Schriftlicher Auftrag A – Entnimm dem Lesetext über das Projekt LandMark wörtlich die Passage, die mit den Worten „Mit dem Projekt“ anfängt und nach „Stix (siehe Interview).“ aufhört.

Lesetext –
============================================================

Wie kann am Land neuer Wohnraum geschaffen werden, ohne dass es zur weitläufigen Zersiedelung der Ortschaften und weiterer Bodenversiegelung kommt? Und wie können leerstehende Gebäude ressourcenschonend entwickelt und nachhaltig verwendet werden? Mit Problemstellungen wie diesen beschäftigt sich Reinhard Stix, seines Zeichnes Gründer und Geschäftsführer von Stix + Partner.

Mit dem Projekt LandMark wandelt er in Bernhardsthal, einer 1.600-Einwohner-Gemeinde im Bezirk Mistelbach, das weithin sichtbare, ehemalige Lagerhaus-Silo zu Wohnraum um. „Für den Ort bedeutet die Umnutzung vor allem den Erhalt des sozialen Treffpunkts, den das Lagerhaus in Bernhardsthal schon immer darstellte. Durch das neue Wohnangebot, das sowohl für Familien als auch für Senioren attraktiv ist, bleibt das Zentrum lebendig. Im Erdgeschoß möchten wir zudem Raum für die kulturelle Nutzung schaffen, auch ein Co-Working-Space schwebt uns vor“, erklärt Stix (siehe Interview).

============================================================

Punktbasierte Annotationsdaten –
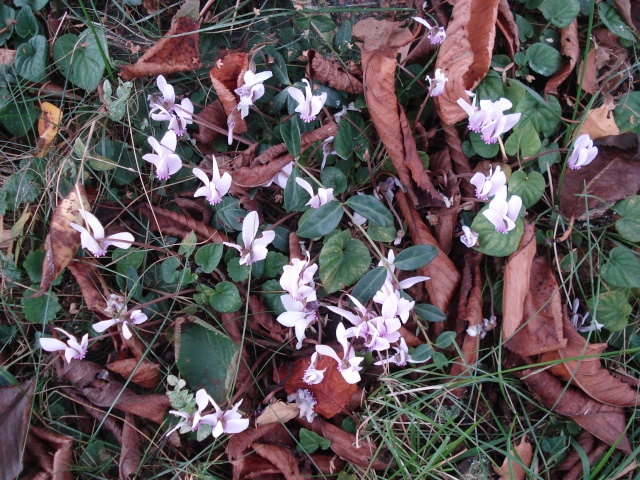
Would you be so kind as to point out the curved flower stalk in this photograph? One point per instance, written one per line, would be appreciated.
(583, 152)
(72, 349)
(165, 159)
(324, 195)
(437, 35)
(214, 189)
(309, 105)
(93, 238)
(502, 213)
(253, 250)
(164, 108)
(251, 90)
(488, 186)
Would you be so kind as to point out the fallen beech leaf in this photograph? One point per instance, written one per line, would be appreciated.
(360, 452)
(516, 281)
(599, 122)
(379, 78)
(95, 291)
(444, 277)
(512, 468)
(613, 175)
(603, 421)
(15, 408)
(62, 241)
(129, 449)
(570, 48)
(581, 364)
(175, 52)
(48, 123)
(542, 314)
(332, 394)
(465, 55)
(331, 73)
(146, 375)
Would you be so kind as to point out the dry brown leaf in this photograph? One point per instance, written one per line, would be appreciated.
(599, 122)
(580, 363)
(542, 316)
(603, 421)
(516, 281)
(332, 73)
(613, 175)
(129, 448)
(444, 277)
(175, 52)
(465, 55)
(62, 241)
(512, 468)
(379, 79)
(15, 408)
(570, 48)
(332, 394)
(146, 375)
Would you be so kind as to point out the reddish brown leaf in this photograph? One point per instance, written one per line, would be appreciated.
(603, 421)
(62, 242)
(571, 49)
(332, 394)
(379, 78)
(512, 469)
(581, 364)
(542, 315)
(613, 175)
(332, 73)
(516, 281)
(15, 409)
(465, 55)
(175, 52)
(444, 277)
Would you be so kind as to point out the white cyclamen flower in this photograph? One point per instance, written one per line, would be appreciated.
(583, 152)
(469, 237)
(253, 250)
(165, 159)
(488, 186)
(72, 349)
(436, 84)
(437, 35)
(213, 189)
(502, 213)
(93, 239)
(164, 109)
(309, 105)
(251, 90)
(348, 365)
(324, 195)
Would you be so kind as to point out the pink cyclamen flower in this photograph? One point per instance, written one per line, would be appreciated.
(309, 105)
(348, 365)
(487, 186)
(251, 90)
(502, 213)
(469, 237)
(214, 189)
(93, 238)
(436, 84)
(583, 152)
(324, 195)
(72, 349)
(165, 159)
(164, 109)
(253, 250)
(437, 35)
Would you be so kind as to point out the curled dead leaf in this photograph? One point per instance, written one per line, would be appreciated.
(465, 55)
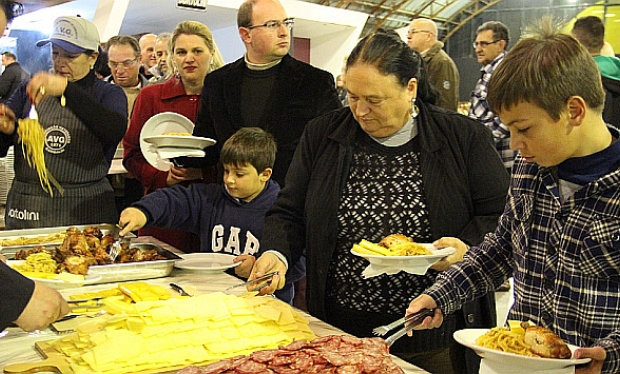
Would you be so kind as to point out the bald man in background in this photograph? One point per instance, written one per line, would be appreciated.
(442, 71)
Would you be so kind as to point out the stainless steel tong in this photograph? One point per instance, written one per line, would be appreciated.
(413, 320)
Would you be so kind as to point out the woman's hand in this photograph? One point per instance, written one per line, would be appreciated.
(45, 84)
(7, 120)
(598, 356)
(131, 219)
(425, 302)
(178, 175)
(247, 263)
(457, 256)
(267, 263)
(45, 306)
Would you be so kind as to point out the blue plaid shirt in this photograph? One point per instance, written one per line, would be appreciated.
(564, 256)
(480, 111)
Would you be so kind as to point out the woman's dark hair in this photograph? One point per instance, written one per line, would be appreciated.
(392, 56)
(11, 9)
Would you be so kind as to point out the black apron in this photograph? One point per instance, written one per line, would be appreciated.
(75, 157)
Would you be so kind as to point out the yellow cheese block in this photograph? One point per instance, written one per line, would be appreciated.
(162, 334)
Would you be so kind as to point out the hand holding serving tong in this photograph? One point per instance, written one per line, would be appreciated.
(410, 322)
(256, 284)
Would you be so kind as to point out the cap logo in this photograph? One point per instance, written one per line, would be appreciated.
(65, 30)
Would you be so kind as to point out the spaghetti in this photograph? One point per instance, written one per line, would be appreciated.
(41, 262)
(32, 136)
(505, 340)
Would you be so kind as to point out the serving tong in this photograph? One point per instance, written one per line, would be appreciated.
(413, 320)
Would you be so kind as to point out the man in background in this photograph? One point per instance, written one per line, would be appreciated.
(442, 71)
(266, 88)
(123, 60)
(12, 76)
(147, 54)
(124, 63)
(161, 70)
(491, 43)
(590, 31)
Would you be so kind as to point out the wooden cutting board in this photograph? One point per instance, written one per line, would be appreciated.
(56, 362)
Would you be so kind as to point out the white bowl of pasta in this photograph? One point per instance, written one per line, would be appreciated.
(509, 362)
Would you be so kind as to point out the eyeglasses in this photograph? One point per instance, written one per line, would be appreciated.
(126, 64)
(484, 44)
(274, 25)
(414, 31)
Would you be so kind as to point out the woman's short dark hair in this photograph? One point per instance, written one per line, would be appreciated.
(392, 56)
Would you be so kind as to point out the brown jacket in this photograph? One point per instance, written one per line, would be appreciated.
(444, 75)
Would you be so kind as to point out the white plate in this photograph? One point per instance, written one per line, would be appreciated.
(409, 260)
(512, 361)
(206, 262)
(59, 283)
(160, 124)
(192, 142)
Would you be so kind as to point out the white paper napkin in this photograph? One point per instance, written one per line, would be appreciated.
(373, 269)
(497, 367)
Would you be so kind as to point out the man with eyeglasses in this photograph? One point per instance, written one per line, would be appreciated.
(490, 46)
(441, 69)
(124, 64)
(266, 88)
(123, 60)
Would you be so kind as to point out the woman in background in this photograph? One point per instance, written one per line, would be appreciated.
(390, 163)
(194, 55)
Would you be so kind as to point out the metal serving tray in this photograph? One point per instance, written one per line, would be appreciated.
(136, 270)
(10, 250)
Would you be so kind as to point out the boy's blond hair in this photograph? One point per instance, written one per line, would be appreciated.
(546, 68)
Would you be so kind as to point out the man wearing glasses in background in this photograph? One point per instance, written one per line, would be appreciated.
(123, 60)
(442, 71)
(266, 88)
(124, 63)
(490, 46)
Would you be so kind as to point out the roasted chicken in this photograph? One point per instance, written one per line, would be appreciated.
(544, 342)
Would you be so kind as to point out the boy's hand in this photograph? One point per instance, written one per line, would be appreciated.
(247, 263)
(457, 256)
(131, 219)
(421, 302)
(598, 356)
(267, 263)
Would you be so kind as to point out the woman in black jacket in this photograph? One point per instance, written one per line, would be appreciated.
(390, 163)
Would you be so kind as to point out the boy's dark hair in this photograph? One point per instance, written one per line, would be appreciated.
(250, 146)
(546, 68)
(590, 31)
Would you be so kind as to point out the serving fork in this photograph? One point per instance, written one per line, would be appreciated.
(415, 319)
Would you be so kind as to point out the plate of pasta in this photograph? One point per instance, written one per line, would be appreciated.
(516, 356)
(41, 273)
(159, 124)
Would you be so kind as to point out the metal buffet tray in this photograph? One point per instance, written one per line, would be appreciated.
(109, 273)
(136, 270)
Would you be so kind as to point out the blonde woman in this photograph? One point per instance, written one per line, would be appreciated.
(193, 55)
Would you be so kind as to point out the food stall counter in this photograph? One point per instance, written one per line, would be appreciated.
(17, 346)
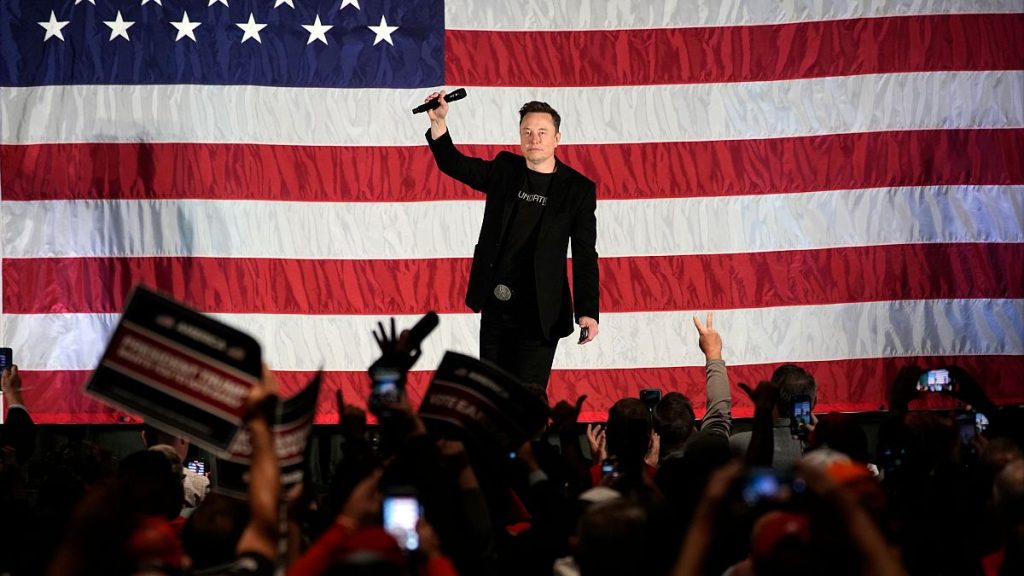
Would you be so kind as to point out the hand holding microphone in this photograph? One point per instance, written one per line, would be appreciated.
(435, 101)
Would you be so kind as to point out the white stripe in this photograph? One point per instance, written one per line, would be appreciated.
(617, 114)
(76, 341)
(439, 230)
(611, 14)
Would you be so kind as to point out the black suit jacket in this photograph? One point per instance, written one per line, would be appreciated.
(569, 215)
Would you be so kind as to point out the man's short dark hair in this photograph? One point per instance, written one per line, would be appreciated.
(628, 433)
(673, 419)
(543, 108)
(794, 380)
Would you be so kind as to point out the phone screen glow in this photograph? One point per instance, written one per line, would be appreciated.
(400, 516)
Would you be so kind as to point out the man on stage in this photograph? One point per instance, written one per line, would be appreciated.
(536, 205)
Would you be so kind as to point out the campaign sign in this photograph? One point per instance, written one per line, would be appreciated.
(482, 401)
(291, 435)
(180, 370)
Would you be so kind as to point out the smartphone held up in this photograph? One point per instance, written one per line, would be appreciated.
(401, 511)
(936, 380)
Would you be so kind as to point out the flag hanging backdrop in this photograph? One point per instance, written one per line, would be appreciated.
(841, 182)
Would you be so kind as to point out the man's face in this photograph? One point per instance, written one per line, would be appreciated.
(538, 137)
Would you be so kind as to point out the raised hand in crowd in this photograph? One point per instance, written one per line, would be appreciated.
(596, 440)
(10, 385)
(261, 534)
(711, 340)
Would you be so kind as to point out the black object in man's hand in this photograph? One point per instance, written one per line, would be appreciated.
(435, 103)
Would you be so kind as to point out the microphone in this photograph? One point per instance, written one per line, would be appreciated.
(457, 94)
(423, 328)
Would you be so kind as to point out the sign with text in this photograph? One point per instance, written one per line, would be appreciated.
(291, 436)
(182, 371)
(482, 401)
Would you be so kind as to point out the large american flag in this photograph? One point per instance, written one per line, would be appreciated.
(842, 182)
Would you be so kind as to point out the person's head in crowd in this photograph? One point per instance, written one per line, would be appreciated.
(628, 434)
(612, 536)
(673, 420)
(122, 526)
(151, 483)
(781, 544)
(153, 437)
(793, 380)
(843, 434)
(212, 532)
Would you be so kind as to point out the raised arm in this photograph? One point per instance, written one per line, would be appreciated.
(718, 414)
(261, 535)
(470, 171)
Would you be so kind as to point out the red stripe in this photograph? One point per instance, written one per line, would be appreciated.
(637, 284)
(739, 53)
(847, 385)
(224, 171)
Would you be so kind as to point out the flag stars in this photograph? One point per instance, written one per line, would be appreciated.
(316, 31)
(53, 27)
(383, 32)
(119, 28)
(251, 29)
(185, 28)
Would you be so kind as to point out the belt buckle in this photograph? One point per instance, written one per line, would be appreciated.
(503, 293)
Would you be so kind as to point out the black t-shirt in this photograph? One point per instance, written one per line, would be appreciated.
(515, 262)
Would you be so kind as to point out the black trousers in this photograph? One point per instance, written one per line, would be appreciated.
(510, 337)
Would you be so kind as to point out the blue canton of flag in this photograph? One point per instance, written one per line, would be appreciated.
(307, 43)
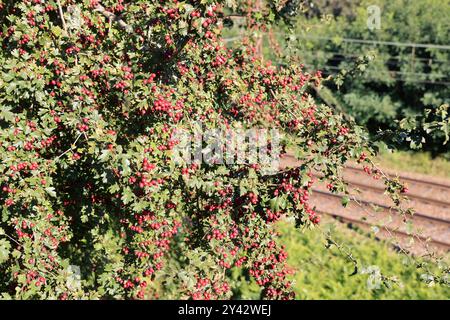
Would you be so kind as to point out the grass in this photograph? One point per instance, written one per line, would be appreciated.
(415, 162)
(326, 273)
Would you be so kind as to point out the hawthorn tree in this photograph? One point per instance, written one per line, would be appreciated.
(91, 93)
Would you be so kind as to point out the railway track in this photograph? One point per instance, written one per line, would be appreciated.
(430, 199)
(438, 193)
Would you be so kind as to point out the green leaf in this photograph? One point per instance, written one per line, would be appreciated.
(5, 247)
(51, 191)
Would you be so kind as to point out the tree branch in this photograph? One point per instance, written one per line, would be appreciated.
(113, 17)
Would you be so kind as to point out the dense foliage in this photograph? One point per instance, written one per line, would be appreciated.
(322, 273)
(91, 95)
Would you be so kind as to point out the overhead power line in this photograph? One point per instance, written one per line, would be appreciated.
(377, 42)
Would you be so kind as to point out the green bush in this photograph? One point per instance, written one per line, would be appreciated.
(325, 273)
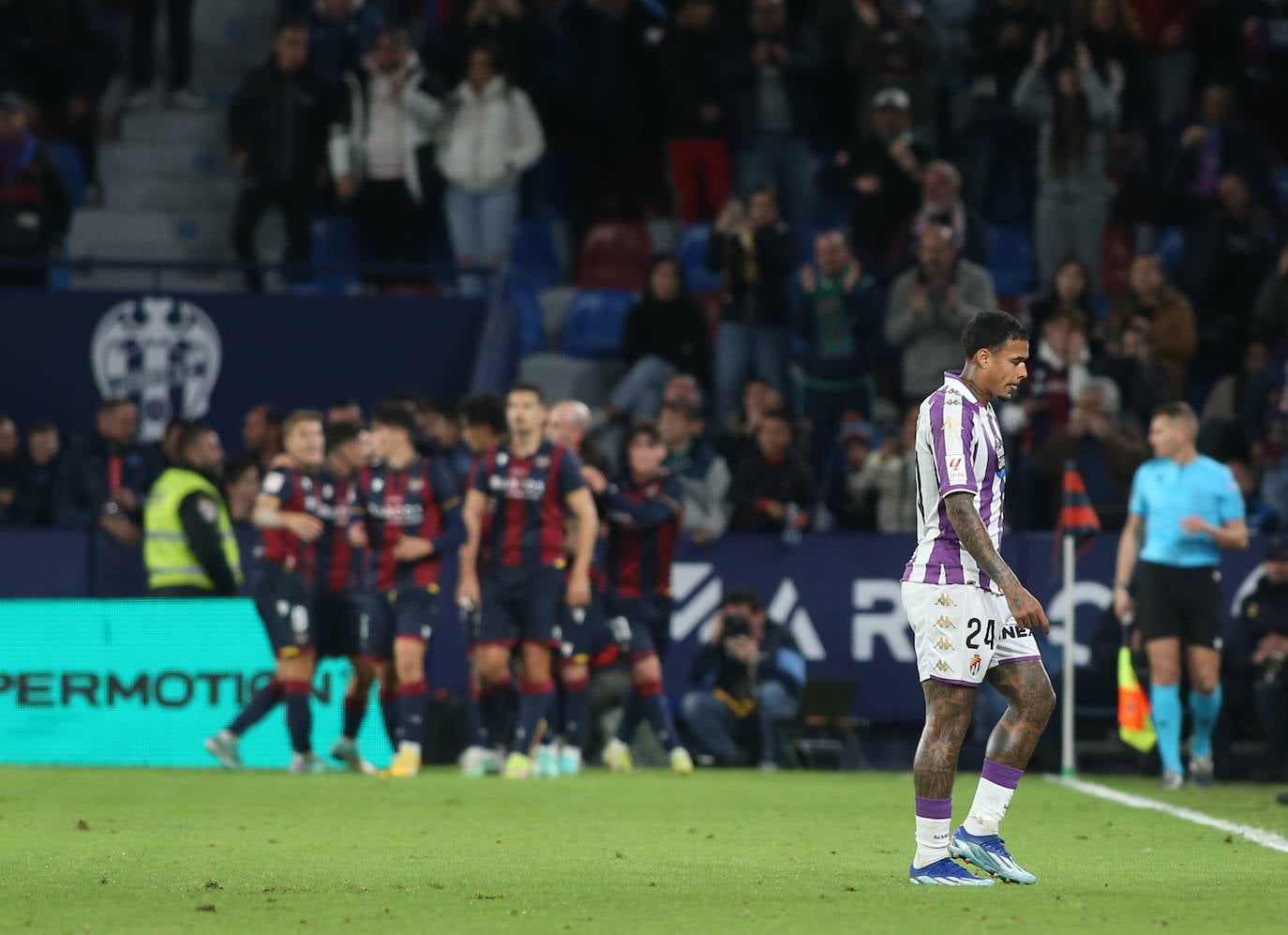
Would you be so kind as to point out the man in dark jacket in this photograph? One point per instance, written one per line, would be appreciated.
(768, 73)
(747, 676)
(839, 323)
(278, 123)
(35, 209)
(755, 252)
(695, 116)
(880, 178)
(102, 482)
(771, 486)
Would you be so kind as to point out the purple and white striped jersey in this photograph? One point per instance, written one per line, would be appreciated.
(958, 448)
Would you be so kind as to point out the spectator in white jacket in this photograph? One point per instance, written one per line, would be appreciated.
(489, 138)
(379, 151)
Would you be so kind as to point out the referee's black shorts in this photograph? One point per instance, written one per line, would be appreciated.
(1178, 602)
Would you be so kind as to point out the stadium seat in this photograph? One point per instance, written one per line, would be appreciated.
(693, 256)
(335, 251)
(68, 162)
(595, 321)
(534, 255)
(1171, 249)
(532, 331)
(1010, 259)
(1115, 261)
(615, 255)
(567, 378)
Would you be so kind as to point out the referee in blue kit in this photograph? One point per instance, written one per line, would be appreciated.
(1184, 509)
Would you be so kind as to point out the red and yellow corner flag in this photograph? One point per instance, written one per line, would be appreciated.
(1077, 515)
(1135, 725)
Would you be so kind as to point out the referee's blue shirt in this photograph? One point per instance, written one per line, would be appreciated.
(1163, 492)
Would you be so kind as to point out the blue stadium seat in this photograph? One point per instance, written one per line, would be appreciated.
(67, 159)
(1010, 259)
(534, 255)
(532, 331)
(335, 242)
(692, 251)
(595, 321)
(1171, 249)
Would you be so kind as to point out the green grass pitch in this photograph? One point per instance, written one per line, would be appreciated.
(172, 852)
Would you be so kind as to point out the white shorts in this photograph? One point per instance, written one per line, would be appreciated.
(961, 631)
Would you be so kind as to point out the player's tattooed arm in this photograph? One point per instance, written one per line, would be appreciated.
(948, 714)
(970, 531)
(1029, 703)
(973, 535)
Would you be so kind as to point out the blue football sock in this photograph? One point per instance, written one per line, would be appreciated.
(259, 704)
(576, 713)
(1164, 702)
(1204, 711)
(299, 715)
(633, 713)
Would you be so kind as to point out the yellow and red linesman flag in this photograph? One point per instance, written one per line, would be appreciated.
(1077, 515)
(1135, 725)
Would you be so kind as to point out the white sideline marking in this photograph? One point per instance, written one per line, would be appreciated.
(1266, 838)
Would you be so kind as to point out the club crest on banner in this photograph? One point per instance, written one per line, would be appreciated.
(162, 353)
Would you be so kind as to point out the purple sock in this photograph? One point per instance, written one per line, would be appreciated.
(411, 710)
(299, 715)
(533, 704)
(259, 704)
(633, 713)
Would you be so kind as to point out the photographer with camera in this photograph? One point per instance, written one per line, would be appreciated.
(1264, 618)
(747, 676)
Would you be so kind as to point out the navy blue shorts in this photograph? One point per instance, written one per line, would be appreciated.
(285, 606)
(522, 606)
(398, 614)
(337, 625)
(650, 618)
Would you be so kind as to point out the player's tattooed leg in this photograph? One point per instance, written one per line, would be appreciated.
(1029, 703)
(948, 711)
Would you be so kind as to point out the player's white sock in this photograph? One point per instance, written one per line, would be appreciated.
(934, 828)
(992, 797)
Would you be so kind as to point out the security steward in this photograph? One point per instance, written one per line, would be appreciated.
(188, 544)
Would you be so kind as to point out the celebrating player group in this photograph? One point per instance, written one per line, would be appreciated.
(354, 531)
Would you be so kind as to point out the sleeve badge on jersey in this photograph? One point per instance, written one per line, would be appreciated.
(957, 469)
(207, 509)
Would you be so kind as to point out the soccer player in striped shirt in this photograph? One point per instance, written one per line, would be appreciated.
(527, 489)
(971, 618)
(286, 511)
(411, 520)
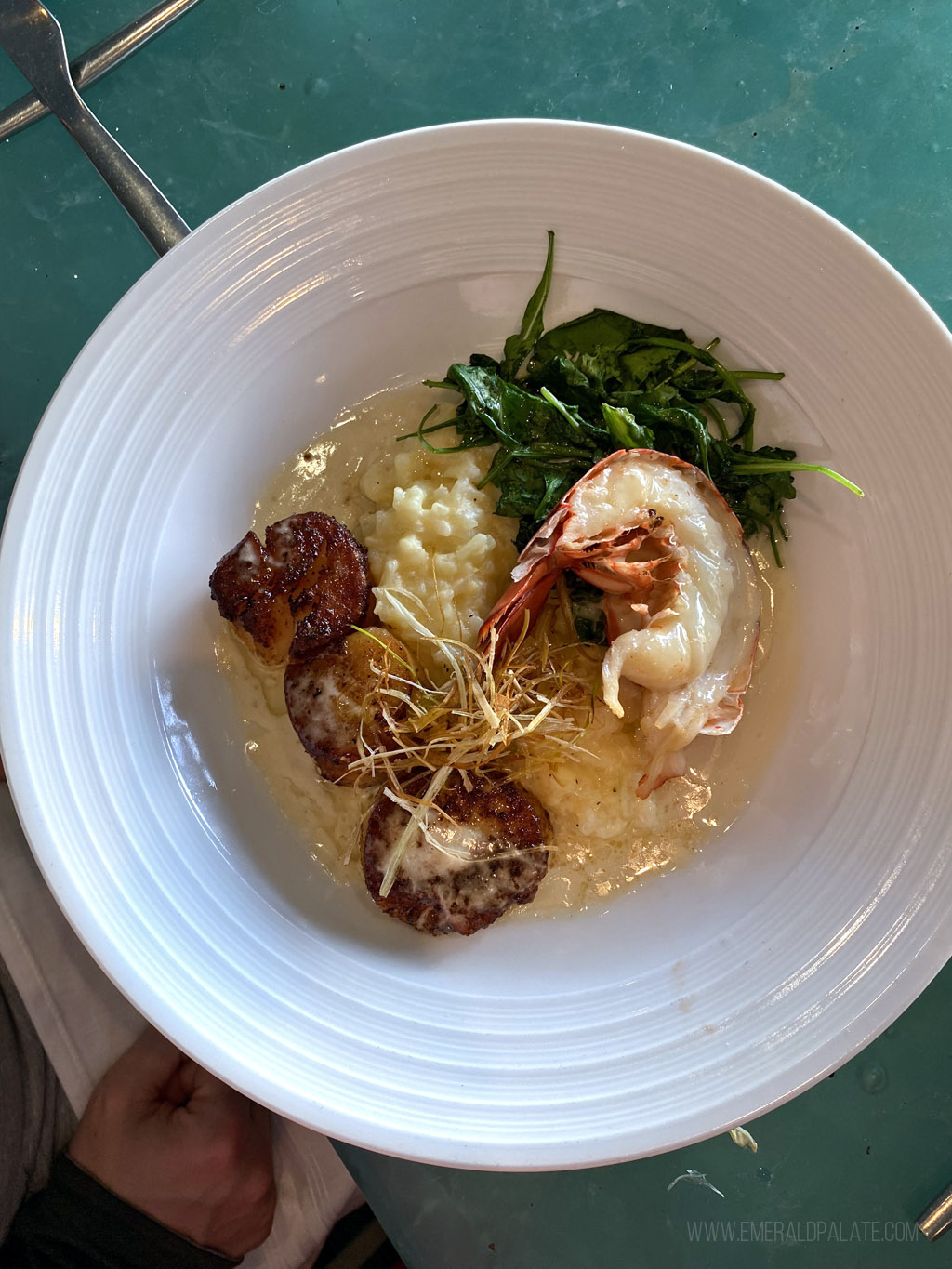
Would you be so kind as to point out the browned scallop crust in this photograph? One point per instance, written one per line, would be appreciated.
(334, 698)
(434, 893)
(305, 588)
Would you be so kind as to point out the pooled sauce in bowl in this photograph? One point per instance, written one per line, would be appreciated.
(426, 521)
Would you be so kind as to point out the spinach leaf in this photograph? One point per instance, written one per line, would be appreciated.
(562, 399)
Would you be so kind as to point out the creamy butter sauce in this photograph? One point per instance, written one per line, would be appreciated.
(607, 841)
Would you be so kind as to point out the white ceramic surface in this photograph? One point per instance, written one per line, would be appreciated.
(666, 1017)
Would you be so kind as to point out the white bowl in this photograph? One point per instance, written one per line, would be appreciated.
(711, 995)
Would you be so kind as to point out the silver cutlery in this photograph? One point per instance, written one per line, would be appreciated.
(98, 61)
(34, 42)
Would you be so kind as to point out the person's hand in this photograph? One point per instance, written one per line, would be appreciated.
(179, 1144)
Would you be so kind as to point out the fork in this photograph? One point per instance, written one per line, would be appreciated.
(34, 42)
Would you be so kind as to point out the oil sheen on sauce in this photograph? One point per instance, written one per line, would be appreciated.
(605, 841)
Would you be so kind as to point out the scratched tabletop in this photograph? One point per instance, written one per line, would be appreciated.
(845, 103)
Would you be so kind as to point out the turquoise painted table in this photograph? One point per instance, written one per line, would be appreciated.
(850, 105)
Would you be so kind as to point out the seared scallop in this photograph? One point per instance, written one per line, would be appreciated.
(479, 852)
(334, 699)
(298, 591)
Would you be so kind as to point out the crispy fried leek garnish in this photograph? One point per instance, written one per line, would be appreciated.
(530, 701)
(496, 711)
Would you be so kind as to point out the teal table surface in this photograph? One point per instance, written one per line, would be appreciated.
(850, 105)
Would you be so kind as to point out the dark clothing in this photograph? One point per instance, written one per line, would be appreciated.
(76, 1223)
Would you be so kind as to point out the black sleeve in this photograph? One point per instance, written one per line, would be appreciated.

============================================================

Schriftlicher Auftrag B – Zieh aus den Datensätzen jede Zeile heraus, in der die Zeichenfolge „dark“ vorkommt.

Endgültige Antwort A –
Mit dem Projekt LandMark wandelt er in Bernhardsthal, einer 1.600-Einwohner-Gemeinde im Bezirk Mistelbach, das weithin sichtbare, ehemalige Lagerhaus-Silo zu Wohnraum um. „Für den Ort bedeutet die Umnutzung vor allem den Erhalt des sozialen Treffpunkts, den das Lagerhaus in Bernhardsthal schon immer darstellte. Durch das neue Wohnangebot, das sowohl für Familien als auch für Senioren attraktiv ist, bleibt das Zentrum lebendig. Im Erdgeschoß möchten wir zudem Raum für die kulturelle Nutzung schaffen, auch ein Co-Working-Space schwebt uns vor“, erklärt Stix (siehe Interview).

Endgültige Antwort B –
Would you be so kind as to point out the woman's dark hair in this photograph? One point per instance, written one per line, would be appreciated.
Would you be so kind as to point out the woman's short dark hair in this photograph? One point per instance, written one per line, would be appreciated.
Would you be so kind as to point out the boy's dark hair in this photograph? One point per instance, written one per line, would be appreciated.
Would you be so kind as to point out the man's short dark hair in this photograph? One point per instance, written one per line, would be appreciated.
Would you be so kind as to point out the man in dark jacket in this photograph? One point per instance, written one per line, would be appreciated.
Would you be so kind as to point out the dark clothing in this photograph? One point per instance, written one per line, would be appreciated.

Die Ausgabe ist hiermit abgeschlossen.